**Task instructions**:
Convert the stretch from the start of the records through the line that contains "<point>174,271</point>" into a Markdown table with the columns Row and Line, one row per line and no blank lines.

##### Data entries #####

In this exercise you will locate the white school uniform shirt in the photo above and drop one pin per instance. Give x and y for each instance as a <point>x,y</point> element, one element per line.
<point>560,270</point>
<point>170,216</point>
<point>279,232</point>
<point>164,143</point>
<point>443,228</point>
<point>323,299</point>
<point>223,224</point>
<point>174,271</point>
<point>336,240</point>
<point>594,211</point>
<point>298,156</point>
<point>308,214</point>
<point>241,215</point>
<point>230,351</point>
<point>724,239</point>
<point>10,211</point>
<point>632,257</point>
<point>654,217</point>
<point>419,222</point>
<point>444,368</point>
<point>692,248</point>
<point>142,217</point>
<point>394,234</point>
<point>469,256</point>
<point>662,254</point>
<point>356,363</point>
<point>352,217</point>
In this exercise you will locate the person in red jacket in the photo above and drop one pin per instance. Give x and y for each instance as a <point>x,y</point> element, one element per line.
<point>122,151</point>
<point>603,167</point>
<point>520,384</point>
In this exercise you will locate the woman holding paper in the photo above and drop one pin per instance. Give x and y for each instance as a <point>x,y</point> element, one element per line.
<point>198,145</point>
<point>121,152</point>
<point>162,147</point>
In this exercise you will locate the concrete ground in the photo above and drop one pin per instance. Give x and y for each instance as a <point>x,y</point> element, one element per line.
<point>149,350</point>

#####

**Result**:
| Row | Line |
|---|---|
| 1 | In this exercise you will locate the white school uniform shirt in the photo above and drop one pin per instance. Give x and y for each instance as a <point>x,y</point> element, one element per line. |
| 2 | <point>560,270</point> |
| 3 | <point>170,216</point> |
| 4 | <point>279,232</point> |
| 5 | <point>164,143</point> |
| 6 | <point>443,228</point> |
| 7 | <point>323,299</point> |
| 8 | <point>223,224</point> |
| 9 | <point>174,271</point> |